(Collection entries)
^^^^^^^^^^^^^^^^
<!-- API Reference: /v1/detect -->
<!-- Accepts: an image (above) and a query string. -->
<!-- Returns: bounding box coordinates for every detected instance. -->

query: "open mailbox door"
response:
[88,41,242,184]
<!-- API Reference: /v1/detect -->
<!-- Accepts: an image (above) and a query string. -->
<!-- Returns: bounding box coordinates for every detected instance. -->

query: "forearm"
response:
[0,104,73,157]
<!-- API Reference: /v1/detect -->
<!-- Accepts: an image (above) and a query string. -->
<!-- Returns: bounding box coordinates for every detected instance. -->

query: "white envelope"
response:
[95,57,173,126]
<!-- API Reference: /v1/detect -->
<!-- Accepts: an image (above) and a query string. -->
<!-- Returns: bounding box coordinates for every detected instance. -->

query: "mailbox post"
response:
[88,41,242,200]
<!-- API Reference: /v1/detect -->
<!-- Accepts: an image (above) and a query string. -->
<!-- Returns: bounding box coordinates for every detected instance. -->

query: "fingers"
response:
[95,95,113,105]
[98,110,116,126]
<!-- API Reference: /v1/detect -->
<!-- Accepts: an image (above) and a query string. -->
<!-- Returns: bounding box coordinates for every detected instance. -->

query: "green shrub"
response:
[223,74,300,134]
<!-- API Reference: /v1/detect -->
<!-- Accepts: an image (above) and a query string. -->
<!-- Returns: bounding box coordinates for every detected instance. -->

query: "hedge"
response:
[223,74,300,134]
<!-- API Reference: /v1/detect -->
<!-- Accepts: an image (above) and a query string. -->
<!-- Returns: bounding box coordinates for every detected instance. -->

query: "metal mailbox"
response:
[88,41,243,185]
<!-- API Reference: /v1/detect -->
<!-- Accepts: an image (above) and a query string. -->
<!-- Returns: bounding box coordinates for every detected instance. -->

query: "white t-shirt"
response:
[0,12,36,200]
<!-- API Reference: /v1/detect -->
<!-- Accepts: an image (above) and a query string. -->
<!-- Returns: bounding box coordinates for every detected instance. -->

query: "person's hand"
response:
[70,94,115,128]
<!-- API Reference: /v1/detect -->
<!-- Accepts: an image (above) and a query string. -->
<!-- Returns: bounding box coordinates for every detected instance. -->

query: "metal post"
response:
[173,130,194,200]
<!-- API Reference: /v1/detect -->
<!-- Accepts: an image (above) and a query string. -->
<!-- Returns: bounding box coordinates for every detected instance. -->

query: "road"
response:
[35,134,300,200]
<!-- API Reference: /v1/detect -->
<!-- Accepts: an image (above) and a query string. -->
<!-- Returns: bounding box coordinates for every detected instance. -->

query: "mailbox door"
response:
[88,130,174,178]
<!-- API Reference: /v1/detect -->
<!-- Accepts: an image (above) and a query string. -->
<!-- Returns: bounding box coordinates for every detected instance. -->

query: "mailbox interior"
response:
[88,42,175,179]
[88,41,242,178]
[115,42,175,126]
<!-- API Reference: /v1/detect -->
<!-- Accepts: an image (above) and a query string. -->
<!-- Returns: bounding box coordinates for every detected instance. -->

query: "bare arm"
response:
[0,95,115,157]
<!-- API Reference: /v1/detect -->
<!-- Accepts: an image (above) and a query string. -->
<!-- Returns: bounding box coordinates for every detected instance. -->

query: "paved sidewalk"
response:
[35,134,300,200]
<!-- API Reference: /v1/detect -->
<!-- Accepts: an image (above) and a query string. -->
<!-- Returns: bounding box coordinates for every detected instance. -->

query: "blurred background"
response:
^^^^^^^^^^^^^^^^
> Work to complete
Count the lines in the records above that contain the string "mailbox", treating uppercase and lowercase as different. Reply with only the number.

> Written answer
5